0

When running a test case with dask I see 400%+ CPU usage even though I specify 1 worker in multiple ways. On Activity Monitor in OSX I see 2 processes, one with 1 thread, the other with 8 threads with the ThreadPool. I see 2 process, 1 thread and 4 threads with single-threaded. Any idea what all these threads are for?

Related: What threads do Dask Workers have active?

import dask
import dask.array as da
from dask.diagnostics import Profiler, ResourceProfiler, CacheProfiler, visualize
from multiprocessing.pool import ThreadPool

def main():
    a = da.random.random(size=(20000, 1000), chunks=(1000, 1000))
    q, r = da.linalg.qr(a)
    a2 = q.dot(r)
    out = a2.compute()


if __name__ == "__main__":
    with Profiler() as prof, ResourceProfiler(dt=0.25) as rprof:
        #with dask.config.set(pool=ThreadPool(1)):
        #with dask.config.set(num_workers=1):  # 1 worker, 400% usage
        #with dask.config.set(num_workers=1, scheduler='single-threaded'):  # 1 worker, 400% usage
        with dask.config.set(pool=ThreadPool(1)):  # 1 worker, 400% usage
            main()
    visualize([prof, rprof])

Edit: If I comment out the profilers and ThreadPool imports I got 1 process with 4 threads after specifying num_workers=1, scheduler='single-threaded'.

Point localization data

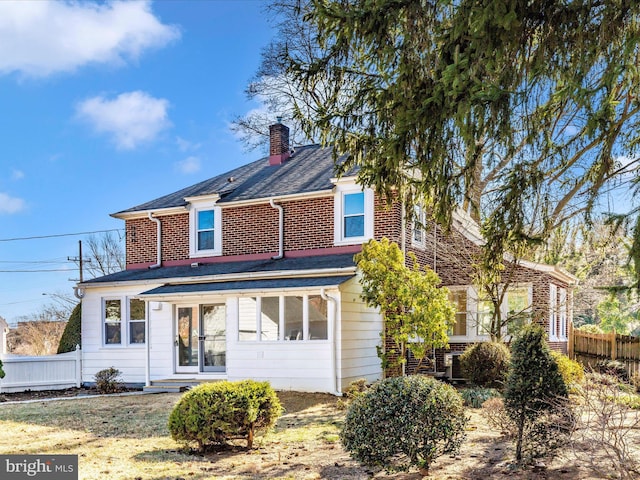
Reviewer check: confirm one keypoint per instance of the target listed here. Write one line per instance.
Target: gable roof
(309, 169)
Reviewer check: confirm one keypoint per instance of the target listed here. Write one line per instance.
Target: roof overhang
(251, 287)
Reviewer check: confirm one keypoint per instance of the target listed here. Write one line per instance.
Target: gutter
(334, 346)
(159, 244)
(280, 229)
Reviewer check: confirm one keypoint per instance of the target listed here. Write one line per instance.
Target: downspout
(280, 229)
(159, 246)
(334, 348)
(147, 338)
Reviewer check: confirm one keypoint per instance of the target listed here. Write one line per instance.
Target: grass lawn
(127, 437)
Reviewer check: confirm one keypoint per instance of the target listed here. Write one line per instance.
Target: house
(250, 274)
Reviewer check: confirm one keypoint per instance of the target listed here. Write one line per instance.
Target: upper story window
(419, 220)
(205, 229)
(353, 215)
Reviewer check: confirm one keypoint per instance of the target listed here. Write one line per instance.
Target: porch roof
(246, 285)
(207, 272)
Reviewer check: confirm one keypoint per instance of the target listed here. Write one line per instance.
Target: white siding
(129, 359)
(360, 334)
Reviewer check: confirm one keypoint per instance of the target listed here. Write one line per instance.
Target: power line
(59, 235)
(39, 271)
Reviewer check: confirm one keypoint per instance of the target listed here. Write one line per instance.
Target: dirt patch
(304, 445)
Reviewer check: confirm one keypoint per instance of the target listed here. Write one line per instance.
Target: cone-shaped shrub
(402, 422)
(72, 336)
(534, 384)
(213, 413)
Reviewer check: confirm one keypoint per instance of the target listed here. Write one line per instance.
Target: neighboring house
(250, 274)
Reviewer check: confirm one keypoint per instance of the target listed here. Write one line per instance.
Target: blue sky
(104, 106)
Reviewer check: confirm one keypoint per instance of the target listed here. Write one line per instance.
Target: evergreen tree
(72, 331)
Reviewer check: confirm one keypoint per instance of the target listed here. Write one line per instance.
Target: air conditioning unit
(452, 365)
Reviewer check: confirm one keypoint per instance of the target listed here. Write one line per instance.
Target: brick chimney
(278, 143)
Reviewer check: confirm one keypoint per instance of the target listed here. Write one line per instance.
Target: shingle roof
(309, 169)
(225, 268)
(272, 283)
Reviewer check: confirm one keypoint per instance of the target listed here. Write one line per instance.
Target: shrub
(211, 414)
(404, 421)
(535, 394)
(485, 364)
(72, 334)
(614, 368)
(572, 372)
(108, 380)
(475, 397)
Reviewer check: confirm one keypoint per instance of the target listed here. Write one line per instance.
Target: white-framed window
(137, 321)
(553, 312)
(562, 313)
(353, 212)
(418, 237)
(205, 229)
(459, 297)
(112, 315)
(124, 321)
(282, 318)
(474, 312)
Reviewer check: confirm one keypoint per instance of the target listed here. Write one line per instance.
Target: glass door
(187, 342)
(213, 338)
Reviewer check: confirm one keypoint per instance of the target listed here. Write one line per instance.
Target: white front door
(200, 338)
(187, 343)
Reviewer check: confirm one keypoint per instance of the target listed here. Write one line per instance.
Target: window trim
(473, 301)
(341, 192)
(305, 295)
(104, 323)
(143, 321)
(195, 208)
(418, 223)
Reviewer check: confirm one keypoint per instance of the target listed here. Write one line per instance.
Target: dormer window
(205, 229)
(353, 214)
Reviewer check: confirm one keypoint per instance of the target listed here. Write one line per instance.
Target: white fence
(54, 372)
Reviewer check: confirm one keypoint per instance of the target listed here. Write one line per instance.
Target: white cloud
(39, 38)
(186, 145)
(9, 205)
(189, 165)
(131, 118)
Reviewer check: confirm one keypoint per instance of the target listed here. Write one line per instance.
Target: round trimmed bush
(402, 422)
(211, 414)
(572, 372)
(486, 364)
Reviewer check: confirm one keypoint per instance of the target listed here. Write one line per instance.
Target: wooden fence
(53, 372)
(588, 348)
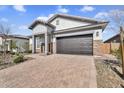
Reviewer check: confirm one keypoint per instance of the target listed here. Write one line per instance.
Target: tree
(4, 31)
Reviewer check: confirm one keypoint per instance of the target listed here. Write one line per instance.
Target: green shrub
(117, 53)
(18, 58)
(28, 51)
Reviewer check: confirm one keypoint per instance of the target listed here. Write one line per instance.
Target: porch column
(46, 43)
(33, 44)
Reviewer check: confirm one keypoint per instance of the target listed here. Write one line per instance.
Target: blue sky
(20, 17)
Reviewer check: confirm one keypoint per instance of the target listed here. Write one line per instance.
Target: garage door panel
(75, 45)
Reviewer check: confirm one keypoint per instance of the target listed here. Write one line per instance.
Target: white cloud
(23, 27)
(4, 19)
(62, 10)
(101, 15)
(19, 8)
(44, 18)
(87, 8)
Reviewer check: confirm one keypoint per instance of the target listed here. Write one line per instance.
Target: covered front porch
(42, 43)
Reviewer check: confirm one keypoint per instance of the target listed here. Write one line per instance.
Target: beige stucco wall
(20, 43)
(65, 23)
(39, 29)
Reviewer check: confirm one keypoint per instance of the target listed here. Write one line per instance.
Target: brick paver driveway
(51, 71)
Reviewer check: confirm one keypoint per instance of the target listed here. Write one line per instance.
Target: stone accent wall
(97, 50)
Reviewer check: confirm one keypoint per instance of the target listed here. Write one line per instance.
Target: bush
(18, 58)
(29, 51)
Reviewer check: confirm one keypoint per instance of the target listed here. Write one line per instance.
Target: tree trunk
(122, 47)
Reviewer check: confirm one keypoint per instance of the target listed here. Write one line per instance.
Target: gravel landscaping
(109, 74)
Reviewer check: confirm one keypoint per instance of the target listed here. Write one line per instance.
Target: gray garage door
(75, 45)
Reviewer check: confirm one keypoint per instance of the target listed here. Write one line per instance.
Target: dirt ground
(109, 74)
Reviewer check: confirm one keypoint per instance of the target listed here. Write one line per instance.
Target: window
(97, 34)
(57, 22)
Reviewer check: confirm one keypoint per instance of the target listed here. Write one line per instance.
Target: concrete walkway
(51, 71)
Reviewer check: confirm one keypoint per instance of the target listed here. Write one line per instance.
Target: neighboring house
(113, 42)
(67, 34)
(15, 43)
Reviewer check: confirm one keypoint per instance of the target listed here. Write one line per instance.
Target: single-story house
(67, 34)
(15, 43)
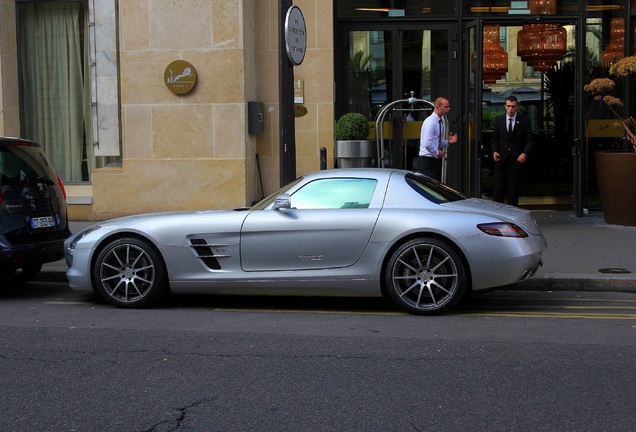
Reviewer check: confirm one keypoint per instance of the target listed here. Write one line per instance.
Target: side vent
(205, 253)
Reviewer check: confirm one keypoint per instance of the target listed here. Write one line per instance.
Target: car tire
(21, 275)
(129, 273)
(425, 276)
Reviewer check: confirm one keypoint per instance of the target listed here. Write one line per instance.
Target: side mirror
(282, 202)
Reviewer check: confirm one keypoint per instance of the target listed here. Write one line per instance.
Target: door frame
(397, 90)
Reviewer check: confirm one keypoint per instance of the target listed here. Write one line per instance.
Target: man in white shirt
(432, 145)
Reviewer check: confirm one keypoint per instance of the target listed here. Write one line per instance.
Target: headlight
(503, 229)
(80, 235)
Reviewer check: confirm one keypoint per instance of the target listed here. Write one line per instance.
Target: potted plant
(353, 148)
(616, 171)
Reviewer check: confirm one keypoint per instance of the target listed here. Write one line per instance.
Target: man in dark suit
(512, 140)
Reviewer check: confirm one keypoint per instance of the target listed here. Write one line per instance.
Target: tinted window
(334, 193)
(432, 190)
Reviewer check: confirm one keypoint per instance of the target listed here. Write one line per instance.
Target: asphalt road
(514, 361)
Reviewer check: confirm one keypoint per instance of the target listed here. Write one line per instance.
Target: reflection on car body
(343, 232)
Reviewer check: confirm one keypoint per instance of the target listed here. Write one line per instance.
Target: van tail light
(503, 229)
(59, 182)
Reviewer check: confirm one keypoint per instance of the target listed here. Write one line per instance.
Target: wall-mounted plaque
(295, 36)
(180, 77)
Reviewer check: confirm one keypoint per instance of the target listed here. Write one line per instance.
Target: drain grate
(614, 270)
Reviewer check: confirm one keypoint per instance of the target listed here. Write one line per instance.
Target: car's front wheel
(425, 276)
(129, 273)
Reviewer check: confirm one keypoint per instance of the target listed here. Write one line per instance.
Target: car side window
(337, 193)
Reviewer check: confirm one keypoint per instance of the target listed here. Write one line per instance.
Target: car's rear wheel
(21, 275)
(425, 276)
(129, 273)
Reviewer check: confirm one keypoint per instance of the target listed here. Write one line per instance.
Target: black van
(33, 217)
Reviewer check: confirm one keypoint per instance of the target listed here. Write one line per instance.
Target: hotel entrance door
(548, 94)
(386, 63)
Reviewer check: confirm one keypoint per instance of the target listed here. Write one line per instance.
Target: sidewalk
(583, 254)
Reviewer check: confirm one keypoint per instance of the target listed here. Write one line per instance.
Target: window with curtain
(55, 102)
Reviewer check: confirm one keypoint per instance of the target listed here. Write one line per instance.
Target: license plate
(42, 222)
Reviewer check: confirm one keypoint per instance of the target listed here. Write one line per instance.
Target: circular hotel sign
(295, 35)
(180, 77)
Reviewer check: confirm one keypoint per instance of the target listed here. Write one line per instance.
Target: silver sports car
(343, 232)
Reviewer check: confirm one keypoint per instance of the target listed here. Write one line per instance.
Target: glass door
(385, 63)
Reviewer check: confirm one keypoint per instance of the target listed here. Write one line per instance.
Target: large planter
(355, 153)
(616, 176)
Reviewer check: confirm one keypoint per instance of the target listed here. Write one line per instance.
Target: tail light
(59, 182)
(503, 229)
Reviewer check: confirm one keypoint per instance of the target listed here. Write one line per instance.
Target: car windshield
(432, 190)
(270, 199)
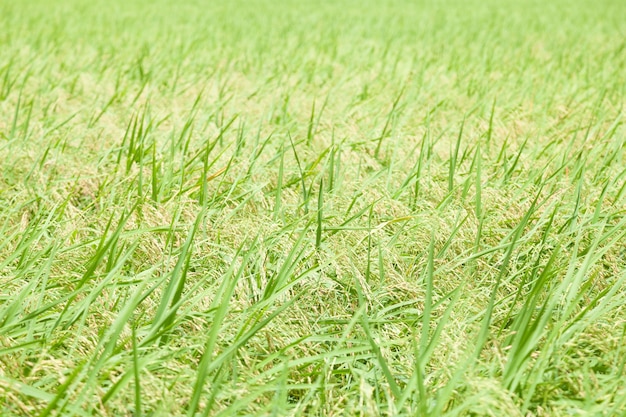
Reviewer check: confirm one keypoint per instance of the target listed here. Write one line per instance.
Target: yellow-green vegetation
(324, 208)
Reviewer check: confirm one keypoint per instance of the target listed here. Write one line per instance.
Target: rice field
(312, 208)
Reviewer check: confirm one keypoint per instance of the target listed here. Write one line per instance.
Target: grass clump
(312, 208)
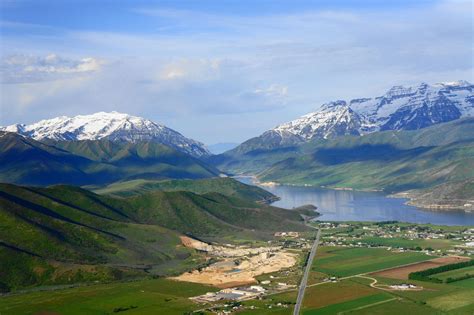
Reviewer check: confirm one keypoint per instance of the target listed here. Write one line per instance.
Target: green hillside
(393, 161)
(226, 186)
(65, 234)
(30, 162)
(450, 195)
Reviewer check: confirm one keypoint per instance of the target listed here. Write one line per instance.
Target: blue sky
(221, 71)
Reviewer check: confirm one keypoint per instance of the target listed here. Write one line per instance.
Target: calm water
(340, 205)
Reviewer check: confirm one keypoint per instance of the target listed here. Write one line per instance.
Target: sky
(221, 71)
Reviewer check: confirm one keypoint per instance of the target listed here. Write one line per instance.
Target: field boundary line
(368, 305)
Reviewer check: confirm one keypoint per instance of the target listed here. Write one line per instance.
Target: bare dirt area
(403, 271)
(240, 265)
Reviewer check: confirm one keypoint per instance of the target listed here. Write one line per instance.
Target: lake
(345, 205)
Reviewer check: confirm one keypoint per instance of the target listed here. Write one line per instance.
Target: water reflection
(343, 205)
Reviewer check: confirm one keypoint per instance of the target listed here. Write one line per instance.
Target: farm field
(140, 297)
(320, 296)
(407, 243)
(454, 273)
(403, 271)
(468, 283)
(352, 294)
(343, 262)
(360, 303)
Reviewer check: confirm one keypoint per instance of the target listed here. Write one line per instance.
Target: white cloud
(197, 65)
(28, 68)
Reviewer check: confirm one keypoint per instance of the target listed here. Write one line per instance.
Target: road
(304, 280)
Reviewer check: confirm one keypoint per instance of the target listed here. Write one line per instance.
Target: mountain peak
(114, 126)
(401, 107)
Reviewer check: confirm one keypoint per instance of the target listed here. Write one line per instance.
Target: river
(345, 205)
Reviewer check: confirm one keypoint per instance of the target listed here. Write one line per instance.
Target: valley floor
(357, 270)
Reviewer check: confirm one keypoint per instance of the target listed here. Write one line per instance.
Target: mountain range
(112, 126)
(400, 108)
(27, 161)
(411, 138)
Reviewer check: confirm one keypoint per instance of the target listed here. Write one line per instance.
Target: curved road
(304, 280)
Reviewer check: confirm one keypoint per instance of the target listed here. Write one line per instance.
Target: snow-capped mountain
(113, 126)
(401, 108)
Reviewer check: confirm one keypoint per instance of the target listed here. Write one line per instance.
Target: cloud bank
(204, 73)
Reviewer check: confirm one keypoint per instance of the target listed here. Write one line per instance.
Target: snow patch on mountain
(108, 125)
(400, 108)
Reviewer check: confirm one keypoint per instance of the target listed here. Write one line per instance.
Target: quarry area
(238, 265)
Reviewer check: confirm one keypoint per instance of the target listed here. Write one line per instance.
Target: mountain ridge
(114, 126)
(400, 108)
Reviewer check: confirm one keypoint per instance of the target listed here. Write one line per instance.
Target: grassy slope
(65, 234)
(147, 297)
(226, 186)
(453, 195)
(26, 161)
(394, 161)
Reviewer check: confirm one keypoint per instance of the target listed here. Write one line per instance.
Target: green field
(343, 262)
(468, 283)
(406, 243)
(454, 273)
(159, 296)
(356, 304)
(226, 186)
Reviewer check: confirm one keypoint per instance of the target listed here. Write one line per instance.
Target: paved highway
(304, 280)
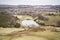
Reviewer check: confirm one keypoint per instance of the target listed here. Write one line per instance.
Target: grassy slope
(30, 35)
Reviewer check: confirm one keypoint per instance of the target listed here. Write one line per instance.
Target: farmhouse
(29, 24)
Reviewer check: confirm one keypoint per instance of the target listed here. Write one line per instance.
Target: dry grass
(43, 33)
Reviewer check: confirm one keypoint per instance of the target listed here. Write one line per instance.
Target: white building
(29, 24)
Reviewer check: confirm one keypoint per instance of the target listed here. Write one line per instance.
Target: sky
(30, 2)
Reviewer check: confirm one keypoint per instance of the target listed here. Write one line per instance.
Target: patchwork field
(21, 34)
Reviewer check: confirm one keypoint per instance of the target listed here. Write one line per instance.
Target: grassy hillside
(6, 20)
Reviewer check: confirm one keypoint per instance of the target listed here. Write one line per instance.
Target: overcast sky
(30, 2)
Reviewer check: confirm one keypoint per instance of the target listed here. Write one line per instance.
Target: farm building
(29, 24)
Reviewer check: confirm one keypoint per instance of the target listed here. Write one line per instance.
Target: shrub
(17, 25)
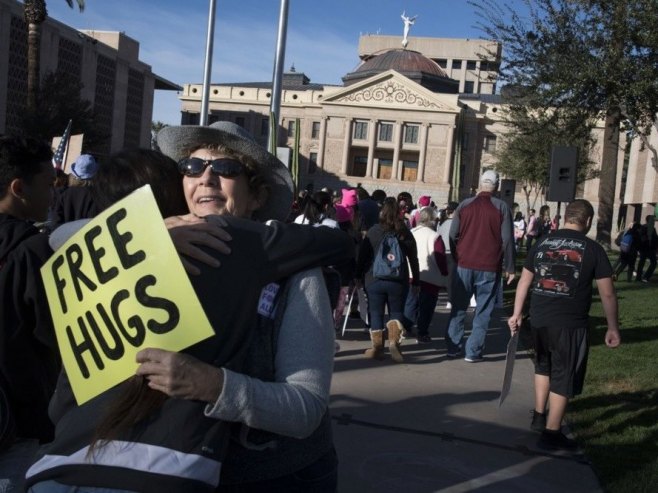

**Work instruction:**
In the dask CPU-usage question, substitute "Task Manager" for "Activity Monitor" and write out the passage from "When running a" to "a2 = q.dot(r)".

**Answer to this problem:**
When running a test case with dask I see 400%+ CPU usage even though I specify 1 worker in multiple ways. On Task Manager in OSX I see 2 processes, one with 1 thread, the other with 8 threads with the ThreadPool. I see 2 process, 1 thread and 4 threads with single-threaded. Any idea what all these threads are for?

Related: What threads do Dask Workers have active?

import dask
import dask.array as da
from dask.diagnostics import Profiler, ResourceProfiler, CacheProfiler, visualize
from multiprocessing.pool import ThreadPool

def main():
    a = da.random.random(size=(20000, 1000), chunks=(1000, 1000))
    q, r = da.linalg.qr(a)
    a2 = q.dot(r)